━━━━━ Data rows ━━━━━

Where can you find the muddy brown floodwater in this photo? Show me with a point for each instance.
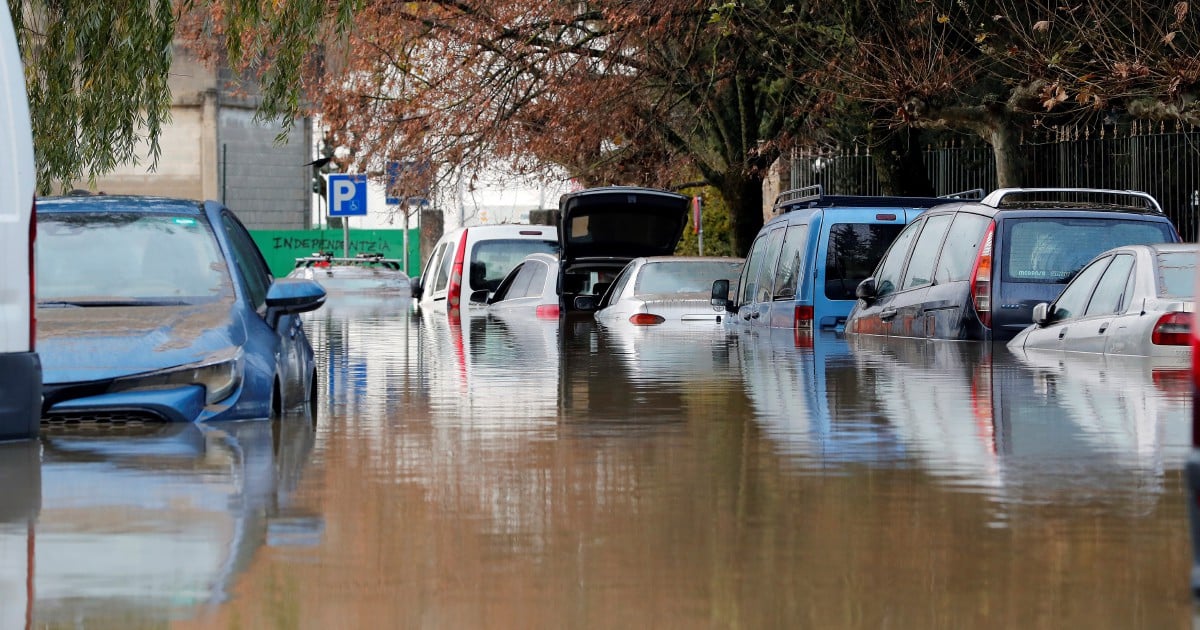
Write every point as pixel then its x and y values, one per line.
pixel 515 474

━━━━━
━━━━━ Data rows ━━━━━

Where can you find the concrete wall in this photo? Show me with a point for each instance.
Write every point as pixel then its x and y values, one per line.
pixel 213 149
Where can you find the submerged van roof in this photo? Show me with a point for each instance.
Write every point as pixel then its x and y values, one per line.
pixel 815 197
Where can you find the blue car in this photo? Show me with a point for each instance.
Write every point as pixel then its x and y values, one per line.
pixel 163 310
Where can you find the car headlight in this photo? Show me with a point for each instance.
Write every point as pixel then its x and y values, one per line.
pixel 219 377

━━━━━
━━━━━ Data rows ━━━━━

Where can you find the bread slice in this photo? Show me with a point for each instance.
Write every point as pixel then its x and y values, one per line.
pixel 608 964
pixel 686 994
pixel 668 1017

━━━━━

* [Aim]:
Please reproduce the records word for word, from the line with "Where can you find the bread" up to and including the line with "pixel 668 1017".

* [Right answer]:
Where can you find the bread slice in this photo? Show me with a point for each instance.
Write every point as pixel then its x and y values, one per line.
pixel 608 964
pixel 686 994
pixel 668 1017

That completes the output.